▶ **Actions to take**:
[a] Summarize the researcher profiles in two sentences.
[b] Reproduce the researcher profiles word for word, starting with "I am Lilian" and going on through "and community-centred approaches.".

▶ **Passage**:

== Segment start ==

Dr Padidar is Research Director at the Eswatini Antivenom Foundation and Senior Lecturer at the University of Pretoria. With experience across the health value chain, she now applies a One Health approach to snakebite, focusing on human, animal, and ecosystem health to improve understanding, prevention, and treatment of disease.
Jean Bosco is a public health expert specialising in eliminating infectious diseases. He coordinated Rwanda’s national NTD programme from 2017 to 2024, driving key initiatives including the first approved NTD strategic plan and decentralised NTD control efforts such as community-based mass drug administration. His focus is on eliminating seven NTDs, including snakebite and schistosomiasis.
Brent Thomas is the Senior Programme Manager at the Centre for Snakebite Research and Intervention at LSTM and oversees the large portfolio of research grants and clinical trials. He has worked on a wide range of NTD research and intervention programmes across Africa for the last 15 years, with a focus on lymphatic filiariasis, schistosomiasis, soil-transmitted helminths, onchocerciasis and snakebite envenoming.
Dileepa Ediriweera is an experienced academic and public health researcher specialising in geospatial epidemiology and health data science. His work focuses on applying advanced spatiotemporal methods to model and map the risk of Neglected Tropical Diseases (NTDs), including snakebite envenoming (SBE), soil-transmitted helminths (STH), and leprosy (LH), directly influencing policy and control strategies in low- and middle-income countries.
Mawuli Leslie Aglanu is a public health researcher with the Kumasi Centre for Collaborative Research in Tropical Medicine, Ghana and finalising his PhD at the University of Groningen, The Netherlands. His research focuses on epidemiology, health systems and policy analysis. Using One Health approaches, he contributes to multidisciplinary efforts towards improving health systems responses to NTDs such as snakebite envenoming and other public health threats in low-resource settings.
I am Lilian Wampande Nantume, a PhD candidate researching on prevention strategies for snakebites among high-risk occupational groups in Rwanda and Eswatini. I also serve as a Research Uptake Officer for ASA in Rwanda.
Tonny Ngage is a medical anthropologist with over eight years of experience in participatory qualitative research. I currently serve as a Research Uptake Officer within the African Snakebite Alliance. My work focuses on how cultural logics, livelihoods, and local health worlds shape vulnerability, care-seeking, and treatment pathways for snakebite envenoming and other NTDs across Kenya and beyond. I am committed to improving NTD prevention and management through evidence generation, stakeholder engagement, and community-centred approaches.

== Segment end ==

▶ **Information provided**:
== Segment start ==

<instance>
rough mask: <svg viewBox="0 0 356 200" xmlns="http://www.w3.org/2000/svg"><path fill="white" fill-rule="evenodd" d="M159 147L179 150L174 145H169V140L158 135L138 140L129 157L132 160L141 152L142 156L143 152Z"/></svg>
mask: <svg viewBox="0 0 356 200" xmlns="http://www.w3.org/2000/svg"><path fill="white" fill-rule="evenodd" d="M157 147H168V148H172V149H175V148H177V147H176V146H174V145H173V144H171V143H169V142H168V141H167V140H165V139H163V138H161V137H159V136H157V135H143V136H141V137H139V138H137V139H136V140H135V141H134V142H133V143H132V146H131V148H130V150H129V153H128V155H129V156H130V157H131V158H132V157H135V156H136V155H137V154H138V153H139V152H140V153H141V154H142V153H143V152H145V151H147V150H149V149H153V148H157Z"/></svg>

== Segment end ==

▶ **Expected responses**:
[a] Seven professionals who work on snakebite and other neglected tropical diseases are described, with roles at organizations including the Eswatini Antivenom Foundation, LSTM, and the African Snakebite Alliance. Their work includes One Health approaches, coordinating a national NTD programme, geospatial risk mapping, health systems research, and prevention and community-centred studies in countries such as Rwanda, Eswatini, Ghana, and Kenya.

[b]
I am Lilian Wampande Nantume, a PhD candidate researching on prevention strategies for snakebites among high-risk occupational groups in Rwanda and Eswatini. I also serve as a Research Uptake Officer for ASA in Rwanda.
Tonny Ngage is a medical anthropologist with over eight years of experience in participatory qualitative research. I currently serve as a Research Uptake Officer within the African Snakebite Alliance. My work focuses on how cultural logics, livelihoods, and local health worlds shape vulnerability, care-seeking, and treatment pathways for snakebite envenoming and other NTDs across Kenya and beyond. I am committed to improving NTD prevention and management through evidence generation, stakeholder engagement, and community-centred approaches.